▶ _Extract to read_
================================

Is there an inverse of the Haskell $ operator?

守給你的承諾、 提交于 2019-12-03 06:18:57

问题


A quick question, is there an operator in Haskell that works like the dollar sign but gives precedence to the left hand side. I.E. instead of

f (x 1) 

being written as

f $ x 1

I'd like to write it as

x 1 $ f

This is purely a stylistic thing. I'm running a sequence of functions in order and it would be nice if I could write them left to write to match that I read left to write. If there an operator for this?

[update] A couple of people have asked if I can't define my own. In answer, I wanted to check there wasn't an existing operator before I reinvented the wheel.


回答1:


As of GHC 7.10 (base 4.8.0.0), & is in Data.Function: https://hackage.haskell.org/package/base-4.8.0.0/docs/Data-Function.html




回答2:


In Haskell you can use flip to change arguments' order of any binary function or operator:

ghci> let (|>) = flip ($)
ghci> 3 |> (+4) |> (*6)
42



回答3:


I do not know, whether there is an standart operator, but what prevents you from writing your own? This works in ghci:

Prelude> let a $> b = b a
Prelude> 1 $> (+2)
3
Prelude> sum [1, 2] $> (+2)
5
Prelude> map (+2) [1, 2] $> map (+3)
[6,7]

UPDATE: searching on hoogle for a -> (a -> b) -> b (it is the type of this operator) found nothing useful.

================================

▶ _Information provided_
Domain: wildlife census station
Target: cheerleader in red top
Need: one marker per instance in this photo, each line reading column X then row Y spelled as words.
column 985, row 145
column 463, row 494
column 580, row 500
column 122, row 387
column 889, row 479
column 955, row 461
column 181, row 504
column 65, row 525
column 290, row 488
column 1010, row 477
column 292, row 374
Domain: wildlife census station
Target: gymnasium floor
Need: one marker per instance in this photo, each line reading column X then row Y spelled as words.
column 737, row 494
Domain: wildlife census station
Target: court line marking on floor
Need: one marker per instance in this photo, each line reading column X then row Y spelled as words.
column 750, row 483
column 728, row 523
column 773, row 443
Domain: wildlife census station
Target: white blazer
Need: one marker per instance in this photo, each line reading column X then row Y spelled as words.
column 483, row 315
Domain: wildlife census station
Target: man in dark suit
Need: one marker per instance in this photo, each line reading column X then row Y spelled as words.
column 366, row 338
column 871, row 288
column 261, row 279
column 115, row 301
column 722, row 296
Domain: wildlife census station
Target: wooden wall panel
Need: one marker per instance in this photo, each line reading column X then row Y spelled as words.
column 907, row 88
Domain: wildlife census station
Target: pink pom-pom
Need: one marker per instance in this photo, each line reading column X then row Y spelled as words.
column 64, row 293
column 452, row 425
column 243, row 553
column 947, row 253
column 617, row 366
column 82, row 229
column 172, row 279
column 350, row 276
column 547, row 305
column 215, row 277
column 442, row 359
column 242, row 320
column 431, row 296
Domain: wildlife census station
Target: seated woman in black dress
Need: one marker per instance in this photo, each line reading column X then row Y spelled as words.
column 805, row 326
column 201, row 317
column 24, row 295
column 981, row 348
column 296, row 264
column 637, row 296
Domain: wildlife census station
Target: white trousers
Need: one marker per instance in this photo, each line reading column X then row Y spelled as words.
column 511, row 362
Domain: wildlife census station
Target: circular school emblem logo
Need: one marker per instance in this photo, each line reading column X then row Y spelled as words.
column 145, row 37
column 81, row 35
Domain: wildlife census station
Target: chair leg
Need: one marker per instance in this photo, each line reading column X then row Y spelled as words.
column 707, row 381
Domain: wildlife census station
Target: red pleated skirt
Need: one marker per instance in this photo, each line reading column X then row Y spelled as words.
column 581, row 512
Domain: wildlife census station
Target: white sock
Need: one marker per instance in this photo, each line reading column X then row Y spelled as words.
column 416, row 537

================================

▶ _Stated goal_
In the Haskell thread, which module contains the & operator as of GHC 7.10? The items are separate material, unrelated to the Haskell thread.

▶ _Solution for this problem_
Data.Function